- _SUPPLIED INFORMATION_
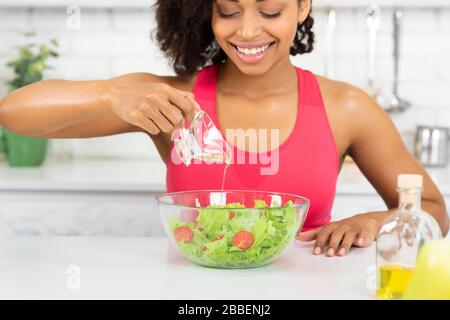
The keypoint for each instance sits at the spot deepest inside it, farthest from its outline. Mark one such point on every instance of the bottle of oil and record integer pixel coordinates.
(401, 237)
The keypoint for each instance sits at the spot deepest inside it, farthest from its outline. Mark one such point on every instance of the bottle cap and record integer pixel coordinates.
(410, 181)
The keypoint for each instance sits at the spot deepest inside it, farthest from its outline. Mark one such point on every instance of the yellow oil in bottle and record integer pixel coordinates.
(393, 281)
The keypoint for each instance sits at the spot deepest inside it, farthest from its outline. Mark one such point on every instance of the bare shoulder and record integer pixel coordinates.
(346, 97)
(185, 83)
(352, 112)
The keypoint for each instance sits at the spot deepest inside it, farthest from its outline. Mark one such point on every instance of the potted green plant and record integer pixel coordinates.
(28, 67)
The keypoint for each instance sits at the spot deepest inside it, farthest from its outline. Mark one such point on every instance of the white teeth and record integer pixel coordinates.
(253, 51)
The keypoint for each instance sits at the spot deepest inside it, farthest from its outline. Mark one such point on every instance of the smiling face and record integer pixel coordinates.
(257, 34)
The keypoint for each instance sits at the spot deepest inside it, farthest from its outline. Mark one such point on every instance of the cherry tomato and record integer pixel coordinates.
(184, 234)
(199, 228)
(243, 240)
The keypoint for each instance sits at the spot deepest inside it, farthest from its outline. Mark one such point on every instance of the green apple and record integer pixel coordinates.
(431, 277)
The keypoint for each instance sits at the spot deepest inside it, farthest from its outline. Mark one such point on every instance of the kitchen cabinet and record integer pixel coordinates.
(116, 198)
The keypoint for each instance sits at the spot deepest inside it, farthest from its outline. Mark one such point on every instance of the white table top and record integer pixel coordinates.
(150, 268)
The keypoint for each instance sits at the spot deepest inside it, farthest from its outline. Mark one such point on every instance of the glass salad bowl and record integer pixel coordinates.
(232, 229)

- _EXERCISE_
Return each of the lines exactly as they appear above, with no images.

- _ANSWER BELOW_
The keypoint for each instance sits at the spot deepest inside it, farthest from its outline. Mark one such point on every instance of the bottle of oil and record integer pixel coordinates.
(401, 237)
The keypoint for each instance sits at the spot deepest inside it, farthest from its outline. Mark one such point on every instance of the bottle cap and record integer pixel coordinates.
(410, 181)
The keypoint for each instance sits at the spot deepest inside it, farthest from its outline. Mark one such point on every instance of the yellow oil in bottle and record integer pixel coordinates.
(393, 281)
The keypoint for each instance sits at the spot deepest inside it, farthest from its outline. Mark one such point on every instance of the bare shoulder and record integer pixel coordinates.
(346, 97)
(185, 83)
(352, 112)
The keypoint for each instance sits at the spot deepest inside it, farthest from its outline. Mark one such point on every instance of the potted green plant and record integer pixel coordinates.
(28, 67)
The keypoint for each instance sits at the spot deepest inside it, farthest from its outline. Mark one such point on every instance of the white teeth and record integer pixel coordinates.
(253, 51)
The keypoint for each instance sits at the spot deepest inside it, farthest from its outline. Mark one such point on every instance of the smiling face and record integer pixel coordinates.
(257, 34)
The keypoint for each instance sits at the spot deepest inside it, farthest from its outline. Mark one such point on every instance of the cherry tomato and record integer pixel coordinates.
(184, 234)
(199, 228)
(243, 240)
The keypoint for each instance sits at the spot deepest inside it, farthest from its outline. Mark one such point on every instance of the green apple and record integer pixel coordinates.
(431, 277)
The keypoint for each instance sits at the spot deepest inside it, farthest from its outline. Mark one such point on every instance of the kitchen cabinet and record integer pixel coordinates.
(116, 198)
The keypoint for each instance sits at the spot deepest inside it, farthest from its outline. Mark one such point on every instance of the white table top and record integer pixel coordinates.
(150, 268)
The keypoint for each instance sits at the spot deepest inside it, farthest from its outline. Mark one such point on every instance of the glass salad bowl and record integer pixel coordinates.
(232, 229)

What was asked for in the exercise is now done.